** TASK MATERIAL follows **

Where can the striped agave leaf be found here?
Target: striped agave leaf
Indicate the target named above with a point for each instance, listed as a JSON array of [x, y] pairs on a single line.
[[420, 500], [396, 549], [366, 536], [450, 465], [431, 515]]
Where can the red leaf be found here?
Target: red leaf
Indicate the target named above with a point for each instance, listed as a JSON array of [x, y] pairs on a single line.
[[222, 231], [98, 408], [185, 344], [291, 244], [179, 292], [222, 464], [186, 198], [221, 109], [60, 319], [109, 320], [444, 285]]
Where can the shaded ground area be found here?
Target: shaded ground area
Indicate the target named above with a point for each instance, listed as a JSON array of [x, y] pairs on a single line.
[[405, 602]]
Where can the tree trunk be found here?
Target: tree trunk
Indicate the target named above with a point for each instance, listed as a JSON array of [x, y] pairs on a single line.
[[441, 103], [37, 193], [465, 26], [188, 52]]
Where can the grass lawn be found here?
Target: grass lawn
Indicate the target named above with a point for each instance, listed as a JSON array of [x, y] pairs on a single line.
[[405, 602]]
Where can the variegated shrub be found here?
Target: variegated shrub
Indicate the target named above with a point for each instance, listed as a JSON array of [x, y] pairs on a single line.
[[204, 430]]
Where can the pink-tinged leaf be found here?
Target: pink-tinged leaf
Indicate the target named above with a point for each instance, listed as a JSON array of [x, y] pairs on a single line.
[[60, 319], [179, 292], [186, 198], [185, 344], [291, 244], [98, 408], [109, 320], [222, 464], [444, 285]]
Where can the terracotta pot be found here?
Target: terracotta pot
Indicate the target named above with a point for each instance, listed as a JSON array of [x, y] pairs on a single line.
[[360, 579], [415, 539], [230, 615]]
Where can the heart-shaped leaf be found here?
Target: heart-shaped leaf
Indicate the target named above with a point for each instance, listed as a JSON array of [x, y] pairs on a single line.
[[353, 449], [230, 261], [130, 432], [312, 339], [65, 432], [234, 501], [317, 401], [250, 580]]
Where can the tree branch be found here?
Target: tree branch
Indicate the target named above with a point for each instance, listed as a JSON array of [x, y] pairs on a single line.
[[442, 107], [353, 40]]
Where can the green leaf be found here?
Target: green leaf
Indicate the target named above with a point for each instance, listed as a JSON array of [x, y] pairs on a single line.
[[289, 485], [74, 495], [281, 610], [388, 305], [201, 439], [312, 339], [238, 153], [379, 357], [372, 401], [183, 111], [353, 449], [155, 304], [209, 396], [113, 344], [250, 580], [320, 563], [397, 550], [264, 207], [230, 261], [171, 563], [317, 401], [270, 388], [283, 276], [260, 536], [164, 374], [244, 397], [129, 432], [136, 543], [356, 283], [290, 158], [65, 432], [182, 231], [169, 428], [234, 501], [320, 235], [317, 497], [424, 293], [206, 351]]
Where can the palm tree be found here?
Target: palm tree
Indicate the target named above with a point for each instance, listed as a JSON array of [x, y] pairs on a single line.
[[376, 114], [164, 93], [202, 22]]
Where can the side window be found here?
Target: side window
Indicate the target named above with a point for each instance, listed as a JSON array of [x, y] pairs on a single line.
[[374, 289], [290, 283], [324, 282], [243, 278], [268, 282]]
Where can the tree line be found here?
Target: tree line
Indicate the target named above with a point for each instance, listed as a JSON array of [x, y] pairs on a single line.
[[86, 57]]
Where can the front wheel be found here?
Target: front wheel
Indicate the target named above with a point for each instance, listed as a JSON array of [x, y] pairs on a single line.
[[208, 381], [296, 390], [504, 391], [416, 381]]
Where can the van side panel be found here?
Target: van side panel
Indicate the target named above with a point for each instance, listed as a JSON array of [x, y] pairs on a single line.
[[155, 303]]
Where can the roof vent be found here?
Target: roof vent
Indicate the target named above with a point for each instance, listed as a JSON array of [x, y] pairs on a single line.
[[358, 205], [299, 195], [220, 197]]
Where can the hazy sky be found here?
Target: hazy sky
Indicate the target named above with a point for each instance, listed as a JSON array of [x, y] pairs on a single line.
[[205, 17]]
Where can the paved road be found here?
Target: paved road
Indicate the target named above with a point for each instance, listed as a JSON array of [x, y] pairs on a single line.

** End of TASK MATERIAL **

## EXERCISE GOAL
Transcribe the records above from the line holding "Where can the grass lawn be found here?" down to the line holding "Target: green leaf", inclusive, without adding anything.

## RESULT OF THIS EXERCISE
Where can the grass lawn be found here?
Target: grass lawn
Indicate the target named above with a point for each instance, listed as a JSON array of [x, y] pairs on a single line.
[[405, 602]]
Where can the variegated shrub be found here?
Target: variegated shrub
Indicate the target named above with a point for each instance, listed as a JSON array of [x, y] pairs on a single line.
[[204, 430]]
Where can the pink-tinged leaf be found here?
Target: pink-tinged leaf
Indicate the target named above with a point for each instance, listed as a JSON array of [x, y] pairs on a single line.
[[60, 319], [179, 292], [186, 198], [185, 344], [291, 244], [98, 408], [109, 320], [222, 464], [444, 285]]
Where can the terracotta pot be found here?
Target: terracotta pot
Indicate the target named above with a point for each instance, listed as a JSON array of [x, y] pairs on a single line.
[[360, 579], [415, 539], [230, 615]]
Where can the heart-shaped leaf be found here?
Target: heart-shaped leaf
Indicate the target named above with a point for each instance, listed as a JSON array of [x, y] pairs on a single line.
[[353, 449], [230, 261], [130, 432], [312, 339], [65, 432], [234, 501], [317, 401], [250, 580]]
Where can the tree branch be found here?
Target: tree branch
Indicate the target named above with a point for each instance, listed as a JSON array of [x, y] pairs on a single line.
[[442, 107], [353, 40]]
Where can the green leaf be found here?
Target: green leaf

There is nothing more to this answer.